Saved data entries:
....................
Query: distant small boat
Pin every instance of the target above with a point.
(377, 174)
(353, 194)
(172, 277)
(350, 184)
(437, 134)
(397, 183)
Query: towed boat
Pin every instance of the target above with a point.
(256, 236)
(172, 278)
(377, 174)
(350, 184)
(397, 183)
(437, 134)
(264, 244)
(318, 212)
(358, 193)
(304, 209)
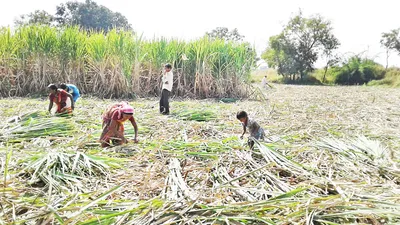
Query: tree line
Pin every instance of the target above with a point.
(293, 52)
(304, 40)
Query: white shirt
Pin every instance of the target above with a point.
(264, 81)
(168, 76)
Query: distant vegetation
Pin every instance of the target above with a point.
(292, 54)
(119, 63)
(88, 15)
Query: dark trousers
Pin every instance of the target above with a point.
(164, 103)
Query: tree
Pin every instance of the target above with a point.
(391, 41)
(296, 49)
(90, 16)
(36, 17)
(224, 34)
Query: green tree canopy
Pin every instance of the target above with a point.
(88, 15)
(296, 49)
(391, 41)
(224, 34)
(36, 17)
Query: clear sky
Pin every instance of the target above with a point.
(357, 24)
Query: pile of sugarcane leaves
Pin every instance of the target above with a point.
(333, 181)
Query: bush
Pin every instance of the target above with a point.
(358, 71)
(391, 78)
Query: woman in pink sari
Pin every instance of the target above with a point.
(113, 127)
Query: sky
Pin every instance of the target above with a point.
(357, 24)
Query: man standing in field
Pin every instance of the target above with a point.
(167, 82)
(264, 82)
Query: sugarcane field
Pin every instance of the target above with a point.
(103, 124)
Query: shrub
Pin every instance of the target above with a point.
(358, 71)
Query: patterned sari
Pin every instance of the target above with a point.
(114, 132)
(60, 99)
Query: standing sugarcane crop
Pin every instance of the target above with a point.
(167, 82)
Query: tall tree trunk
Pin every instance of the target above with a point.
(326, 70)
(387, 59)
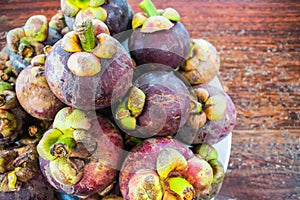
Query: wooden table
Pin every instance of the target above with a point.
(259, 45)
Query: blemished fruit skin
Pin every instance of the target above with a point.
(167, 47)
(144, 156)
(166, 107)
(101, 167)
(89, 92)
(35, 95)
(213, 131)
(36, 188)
....................
WORK REQUIRED
Note down each line above where the word "distant" occurs.

TASK SOLUTION
Query: distant small boat
Query: distant vegetation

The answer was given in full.